## Information supplied
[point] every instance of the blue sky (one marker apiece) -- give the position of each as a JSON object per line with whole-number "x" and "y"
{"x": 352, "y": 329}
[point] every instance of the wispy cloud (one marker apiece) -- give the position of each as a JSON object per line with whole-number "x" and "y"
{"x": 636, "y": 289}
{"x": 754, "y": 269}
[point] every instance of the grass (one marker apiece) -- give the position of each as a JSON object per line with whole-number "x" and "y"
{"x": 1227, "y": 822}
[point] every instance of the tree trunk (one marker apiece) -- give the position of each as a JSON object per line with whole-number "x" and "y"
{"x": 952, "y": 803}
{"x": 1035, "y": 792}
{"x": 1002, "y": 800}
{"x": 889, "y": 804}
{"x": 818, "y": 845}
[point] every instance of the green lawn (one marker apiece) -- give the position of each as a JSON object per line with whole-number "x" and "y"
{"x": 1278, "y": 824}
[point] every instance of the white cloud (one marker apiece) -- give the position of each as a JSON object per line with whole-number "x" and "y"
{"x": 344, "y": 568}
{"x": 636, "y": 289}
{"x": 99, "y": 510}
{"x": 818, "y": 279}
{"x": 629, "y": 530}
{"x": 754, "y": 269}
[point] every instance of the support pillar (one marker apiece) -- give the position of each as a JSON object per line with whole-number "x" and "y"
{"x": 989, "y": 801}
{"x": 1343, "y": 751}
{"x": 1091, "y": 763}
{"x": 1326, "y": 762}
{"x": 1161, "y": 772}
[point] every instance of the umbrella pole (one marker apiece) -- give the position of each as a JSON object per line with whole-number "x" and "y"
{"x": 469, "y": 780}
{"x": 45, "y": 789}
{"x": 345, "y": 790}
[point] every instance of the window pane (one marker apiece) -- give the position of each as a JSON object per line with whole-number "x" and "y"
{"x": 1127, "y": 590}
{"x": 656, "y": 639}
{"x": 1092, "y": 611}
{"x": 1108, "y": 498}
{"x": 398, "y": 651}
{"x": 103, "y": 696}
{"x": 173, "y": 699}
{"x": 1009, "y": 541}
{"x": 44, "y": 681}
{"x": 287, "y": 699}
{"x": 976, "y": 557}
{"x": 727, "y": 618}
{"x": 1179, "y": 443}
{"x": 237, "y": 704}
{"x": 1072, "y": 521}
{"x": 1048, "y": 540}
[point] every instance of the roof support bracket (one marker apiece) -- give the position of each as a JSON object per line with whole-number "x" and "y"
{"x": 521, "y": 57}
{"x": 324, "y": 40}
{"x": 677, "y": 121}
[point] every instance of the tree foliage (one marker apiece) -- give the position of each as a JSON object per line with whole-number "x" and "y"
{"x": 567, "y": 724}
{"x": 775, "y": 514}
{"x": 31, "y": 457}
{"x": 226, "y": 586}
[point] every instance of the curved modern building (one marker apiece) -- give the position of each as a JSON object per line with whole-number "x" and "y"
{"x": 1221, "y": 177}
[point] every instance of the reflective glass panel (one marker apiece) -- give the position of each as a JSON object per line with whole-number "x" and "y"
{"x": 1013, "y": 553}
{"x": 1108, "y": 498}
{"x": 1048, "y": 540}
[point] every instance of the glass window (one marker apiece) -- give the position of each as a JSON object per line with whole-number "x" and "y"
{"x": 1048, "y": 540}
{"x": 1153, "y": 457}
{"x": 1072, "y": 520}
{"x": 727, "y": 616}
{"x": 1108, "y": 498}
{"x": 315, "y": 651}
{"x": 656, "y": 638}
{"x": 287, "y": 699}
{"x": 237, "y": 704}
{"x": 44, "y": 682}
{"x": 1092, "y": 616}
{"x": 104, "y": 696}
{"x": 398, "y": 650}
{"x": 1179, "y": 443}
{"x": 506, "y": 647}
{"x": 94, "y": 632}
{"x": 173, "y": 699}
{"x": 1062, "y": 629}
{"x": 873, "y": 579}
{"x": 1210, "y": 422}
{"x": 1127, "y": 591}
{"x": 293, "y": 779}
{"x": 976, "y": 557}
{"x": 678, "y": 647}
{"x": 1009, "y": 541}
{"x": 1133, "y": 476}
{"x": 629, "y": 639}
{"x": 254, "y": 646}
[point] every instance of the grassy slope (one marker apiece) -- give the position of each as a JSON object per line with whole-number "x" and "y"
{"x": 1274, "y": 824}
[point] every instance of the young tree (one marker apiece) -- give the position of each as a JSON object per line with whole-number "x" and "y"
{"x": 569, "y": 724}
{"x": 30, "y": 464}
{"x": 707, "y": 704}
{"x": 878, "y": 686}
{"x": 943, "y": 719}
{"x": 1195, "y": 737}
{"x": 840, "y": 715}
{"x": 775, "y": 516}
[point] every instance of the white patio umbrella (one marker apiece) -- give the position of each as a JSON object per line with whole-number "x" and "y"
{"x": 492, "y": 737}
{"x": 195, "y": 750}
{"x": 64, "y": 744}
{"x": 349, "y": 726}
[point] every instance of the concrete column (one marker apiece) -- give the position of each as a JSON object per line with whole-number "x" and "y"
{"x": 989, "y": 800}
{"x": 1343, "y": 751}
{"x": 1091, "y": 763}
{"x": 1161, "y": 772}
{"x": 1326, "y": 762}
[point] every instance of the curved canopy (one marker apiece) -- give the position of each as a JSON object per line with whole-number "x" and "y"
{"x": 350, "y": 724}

## Task to complete
Print every line of the records exactly. Omit nothing.

## Exercise solution
[point] every instance of the blue sky (one marker apiece) -- give the position of each as a JSON object per line with whole-number "x" and "y"
{"x": 352, "y": 329}
[point] every instance of the wispy cloud (one marker apiece) -- give the position of each as a JSON object per line with whole-number "x" and "y"
{"x": 636, "y": 289}
{"x": 754, "y": 269}
[point] every instance of the grass (one marker apiece) -- give the position of each as a JSON object per line with whole-number "x" and "y"
{"x": 1227, "y": 822}
[point] every instance of the tree trunk (one marker apiece) -- give the position of each as a JSON object per line with whole-number "x" and "y"
{"x": 952, "y": 803}
{"x": 1035, "y": 792}
{"x": 1002, "y": 800}
{"x": 889, "y": 804}
{"x": 818, "y": 845}
[point] every instance of the green lawn (one marker apiece) -- give the position of each as a JSON object per line with whole-number "x" and "y"
{"x": 1278, "y": 824}
[point] every instance of the white cloud (one marker apiece) -- give the position of each as a JSON object per line with whole-number "x" and "y"
{"x": 344, "y": 568}
{"x": 636, "y": 289}
{"x": 99, "y": 510}
{"x": 818, "y": 279}
{"x": 629, "y": 530}
{"x": 754, "y": 269}
[point] every instance of the support pillar (one marker apiece) -- give the position of each as a JSON object per line with whole-number "x" and "y"
{"x": 989, "y": 801}
{"x": 1343, "y": 751}
{"x": 1091, "y": 763}
{"x": 1326, "y": 762}
{"x": 1161, "y": 772}
[point] every instance of the umbrella pole (one marker apiece) -- give the position of each as a JSON object per line with whole-number "x" and "y"
{"x": 469, "y": 780}
{"x": 45, "y": 789}
{"x": 345, "y": 790}
[point] every instance of the window pane (one marker apiece) -- give the position of each as a JSON object per line with whole-number "x" and "y"
{"x": 1127, "y": 590}
{"x": 656, "y": 639}
{"x": 1092, "y": 611}
{"x": 1108, "y": 498}
{"x": 398, "y": 651}
{"x": 103, "y": 696}
{"x": 173, "y": 699}
{"x": 1009, "y": 541}
{"x": 44, "y": 681}
{"x": 287, "y": 699}
{"x": 976, "y": 557}
{"x": 727, "y": 618}
{"x": 1179, "y": 443}
{"x": 237, "y": 704}
{"x": 1072, "y": 521}
{"x": 1048, "y": 540}
[point] every instance of the roof support bracket (one marker apiece) -- give the position of each as a JSON object per line with whole-number "x" and "y"
{"x": 521, "y": 57}
{"x": 324, "y": 40}
{"x": 677, "y": 121}
[point] every instance of the tree foliage (one marker apiece) -- give the position of each as a JSON object per line with whole-number "x" and "y"
{"x": 567, "y": 724}
{"x": 775, "y": 514}
{"x": 31, "y": 457}
{"x": 226, "y": 586}
[point] every instance of the curved modern building (one marker apiece) -- give the position of each as a JSON object per line with whole-number "x" and "y"
{"x": 1221, "y": 177}
[point] every instance of the reflective glass panel (one marker apiece) -- give the position of each as a JSON object per line with whole-number "x" and "y"
{"x": 1013, "y": 553}
{"x": 1108, "y": 498}
{"x": 1048, "y": 540}
[point] every instance of the glass window (one marker apiece) -- give the position of each as a JSON object per line with whole-number "x" and "y"
{"x": 1048, "y": 540}
{"x": 1153, "y": 457}
{"x": 1072, "y": 520}
{"x": 727, "y": 616}
{"x": 1108, "y": 498}
{"x": 315, "y": 651}
{"x": 656, "y": 638}
{"x": 287, "y": 699}
{"x": 237, "y": 704}
{"x": 44, "y": 682}
{"x": 1092, "y": 616}
{"x": 104, "y": 696}
{"x": 398, "y": 650}
{"x": 1179, "y": 443}
{"x": 506, "y": 647}
{"x": 94, "y": 632}
{"x": 173, "y": 699}
{"x": 1062, "y": 629}
{"x": 873, "y": 579}
{"x": 1210, "y": 422}
{"x": 1127, "y": 591}
{"x": 293, "y": 779}
{"x": 976, "y": 557}
{"x": 678, "y": 647}
{"x": 1009, "y": 541}
{"x": 1133, "y": 476}
{"x": 629, "y": 639}
{"x": 254, "y": 646}
[point] every instance of the grassy slope (one marker apiece) -- give the position of each as a JSON object per line with whole-number "x" and "y"
{"x": 1274, "y": 824}
[point] every instance of the young tree (one marker apiece) -- give the position of each as a JSON object per line with whole-number "x" and "y"
{"x": 569, "y": 724}
{"x": 30, "y": 464}
{"x": 707, "y": 704}
{"x": 878, "y": 686}
{"x": 943, "y": 719}
{"x": 1195, "y": 737}
{"x": 840, "y": 715}
{"x": 775, "y": 516}
[point] every instance of the white patio umbrella (one marker apiece) -- give the position of each as a JSON object per line with whole-number "x" and "y"
{"x": 492, "y": 737}
{"x": 195, "y": 750}
{"x": 64, "y": 744}
{"x": 349, "y": 726}
[point] every instance of the concrete column (one marker apiece) -- give the position of each as a JSON object per line with whole-number "x" and "y"
{"x": 989, "y": 800}
{"x": 1343, "y": 751}
{"x": 1091, "y": 763}
{"x": 1161, "y": 772}
{"x": 1326, "y": 762}
[point] every instance of the curved canopy (one marker apiece) -- give the position of each as a JSON object per line with whole-number "x" and "y"
{"x": 350, "y": 724}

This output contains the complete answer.